- [To do]
Answer these questions from the Ollama self-hosting text:
(a) What kind of cost does self-hosting offer in place of paying per token?
(b) At low volume, what is cheaper than running hardware?
(c) What is called a near-must for useful chat performance?

--- START Given passage ---

Zum Hauptinhalt springen

Ollama (Self-hosted)

Run open-source models on your own infrastructure and connect them to the AI Kit. No data ever leaves your network.

When self-hosting makes sense

  • You have data-residency or privacy requirements that rule out external providers.
  • You operate in an air-gapped environment without internet access.
  • You want predictable per-month cost — server cost, not per-token.
  • You want to experiment with newer open-source models quickly.

When self-hosting does not make sense:

  • You expect the absolute highest quality on hard tasks — frontier proprietary models are still ahead.
  • You have low volume — paying per token is cheaper than running hardware for a handful of requests per day.
  • You do not have someone on the team who is comfortable managing servers.

What you need

  • A machine with Ollama installed. For useful chat performance, a recent GPU is a near-must — but smaller models run acceptably on a modern CPU with plenty of RAM.
  • Network reachability between the AI Kit server and the Ollama server (the same host is fine, a server on the same network is fine, anything internet-routable is unusual).

--- END Given passage ---
--- START Extracted entries ---

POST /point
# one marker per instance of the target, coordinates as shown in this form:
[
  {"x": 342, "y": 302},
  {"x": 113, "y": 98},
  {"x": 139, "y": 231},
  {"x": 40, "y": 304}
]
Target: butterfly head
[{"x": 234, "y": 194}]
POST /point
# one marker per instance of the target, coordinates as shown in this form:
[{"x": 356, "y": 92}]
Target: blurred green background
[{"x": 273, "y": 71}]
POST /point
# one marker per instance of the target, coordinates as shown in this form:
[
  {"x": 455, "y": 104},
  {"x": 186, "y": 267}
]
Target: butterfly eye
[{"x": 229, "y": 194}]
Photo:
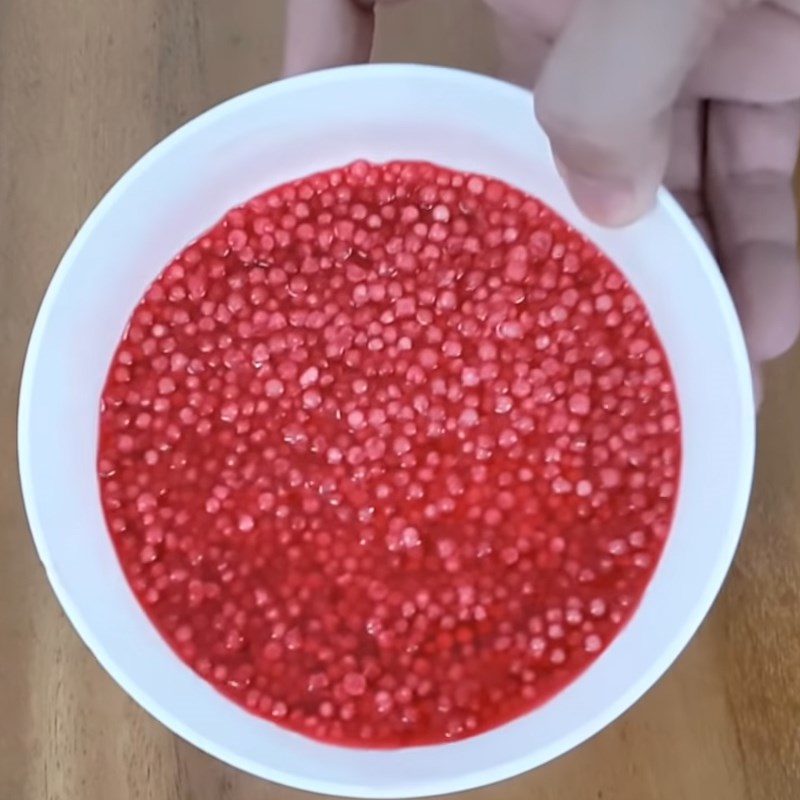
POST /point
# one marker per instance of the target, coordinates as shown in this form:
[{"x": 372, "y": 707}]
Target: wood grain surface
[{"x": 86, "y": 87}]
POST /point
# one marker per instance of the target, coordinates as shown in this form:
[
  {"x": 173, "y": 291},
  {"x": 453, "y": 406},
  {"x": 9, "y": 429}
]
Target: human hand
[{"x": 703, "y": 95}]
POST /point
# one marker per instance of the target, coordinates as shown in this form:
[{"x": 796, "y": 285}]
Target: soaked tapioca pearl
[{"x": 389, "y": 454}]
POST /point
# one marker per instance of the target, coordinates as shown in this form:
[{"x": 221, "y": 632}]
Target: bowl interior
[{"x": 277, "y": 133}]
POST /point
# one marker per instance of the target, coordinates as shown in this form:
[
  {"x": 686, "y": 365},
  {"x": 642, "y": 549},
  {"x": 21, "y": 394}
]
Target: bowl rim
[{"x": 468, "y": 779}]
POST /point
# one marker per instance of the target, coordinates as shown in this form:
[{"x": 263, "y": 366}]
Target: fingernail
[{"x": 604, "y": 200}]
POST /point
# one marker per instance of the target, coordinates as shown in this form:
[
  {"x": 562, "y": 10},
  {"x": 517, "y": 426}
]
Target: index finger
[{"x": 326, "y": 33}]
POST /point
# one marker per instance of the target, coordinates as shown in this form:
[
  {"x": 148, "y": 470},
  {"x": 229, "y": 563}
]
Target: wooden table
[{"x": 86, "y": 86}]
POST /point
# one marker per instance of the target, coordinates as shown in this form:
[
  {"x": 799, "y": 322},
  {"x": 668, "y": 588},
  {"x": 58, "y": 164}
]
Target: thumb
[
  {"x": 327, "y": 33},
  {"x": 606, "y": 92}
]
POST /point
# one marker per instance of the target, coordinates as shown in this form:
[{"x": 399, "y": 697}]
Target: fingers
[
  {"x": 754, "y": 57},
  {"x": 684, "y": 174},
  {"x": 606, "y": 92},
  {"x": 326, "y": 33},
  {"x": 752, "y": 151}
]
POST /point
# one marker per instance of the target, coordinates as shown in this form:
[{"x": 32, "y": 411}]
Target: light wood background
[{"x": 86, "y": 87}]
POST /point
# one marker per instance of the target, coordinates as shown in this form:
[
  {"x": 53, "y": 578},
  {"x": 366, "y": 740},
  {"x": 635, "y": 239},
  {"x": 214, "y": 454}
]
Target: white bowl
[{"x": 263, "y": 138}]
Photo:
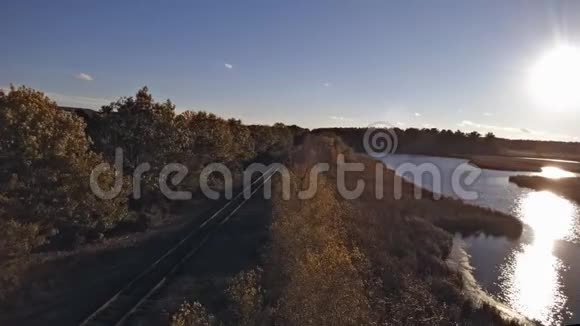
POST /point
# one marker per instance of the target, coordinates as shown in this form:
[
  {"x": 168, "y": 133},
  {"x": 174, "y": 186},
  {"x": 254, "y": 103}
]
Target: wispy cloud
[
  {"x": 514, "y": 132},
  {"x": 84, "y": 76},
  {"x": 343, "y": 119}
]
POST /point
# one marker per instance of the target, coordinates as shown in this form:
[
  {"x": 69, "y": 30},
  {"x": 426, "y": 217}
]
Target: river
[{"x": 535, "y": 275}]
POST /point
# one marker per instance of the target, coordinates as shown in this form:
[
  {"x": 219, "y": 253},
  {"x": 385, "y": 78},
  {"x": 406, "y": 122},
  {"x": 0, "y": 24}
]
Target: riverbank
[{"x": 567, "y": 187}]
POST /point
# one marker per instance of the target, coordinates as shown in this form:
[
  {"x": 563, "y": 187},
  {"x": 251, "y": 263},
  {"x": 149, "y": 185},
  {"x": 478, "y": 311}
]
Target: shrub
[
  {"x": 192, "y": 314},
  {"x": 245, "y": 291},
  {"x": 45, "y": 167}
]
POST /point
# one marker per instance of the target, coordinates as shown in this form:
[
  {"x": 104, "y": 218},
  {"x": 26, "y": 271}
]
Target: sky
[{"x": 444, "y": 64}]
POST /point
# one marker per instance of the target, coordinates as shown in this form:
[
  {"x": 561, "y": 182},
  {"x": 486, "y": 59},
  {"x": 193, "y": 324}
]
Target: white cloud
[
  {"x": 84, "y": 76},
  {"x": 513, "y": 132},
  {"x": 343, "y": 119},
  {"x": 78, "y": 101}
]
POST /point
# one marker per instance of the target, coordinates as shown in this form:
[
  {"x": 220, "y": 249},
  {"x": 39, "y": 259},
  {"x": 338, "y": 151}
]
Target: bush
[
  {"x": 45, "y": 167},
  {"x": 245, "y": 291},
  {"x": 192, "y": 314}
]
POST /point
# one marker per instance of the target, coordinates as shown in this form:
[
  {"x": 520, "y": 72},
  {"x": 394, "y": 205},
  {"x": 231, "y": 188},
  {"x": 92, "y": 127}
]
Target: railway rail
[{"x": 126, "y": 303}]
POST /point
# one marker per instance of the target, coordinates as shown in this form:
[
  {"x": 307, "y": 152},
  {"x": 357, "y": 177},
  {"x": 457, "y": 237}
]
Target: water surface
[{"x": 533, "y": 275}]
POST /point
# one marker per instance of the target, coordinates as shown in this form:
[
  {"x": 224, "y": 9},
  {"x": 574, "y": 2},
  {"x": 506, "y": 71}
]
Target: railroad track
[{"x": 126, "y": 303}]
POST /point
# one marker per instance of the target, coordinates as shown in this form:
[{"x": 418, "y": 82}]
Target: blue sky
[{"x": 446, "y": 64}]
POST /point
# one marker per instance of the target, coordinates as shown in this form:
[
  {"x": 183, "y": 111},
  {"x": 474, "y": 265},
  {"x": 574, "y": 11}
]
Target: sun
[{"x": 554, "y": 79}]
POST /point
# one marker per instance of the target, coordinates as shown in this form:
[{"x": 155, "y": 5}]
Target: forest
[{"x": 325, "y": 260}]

--- END Extracted entries ---

- [Task answer]
(a) Predictable per-month server cost.
(b) Paying per token.
(c) A recent GPU.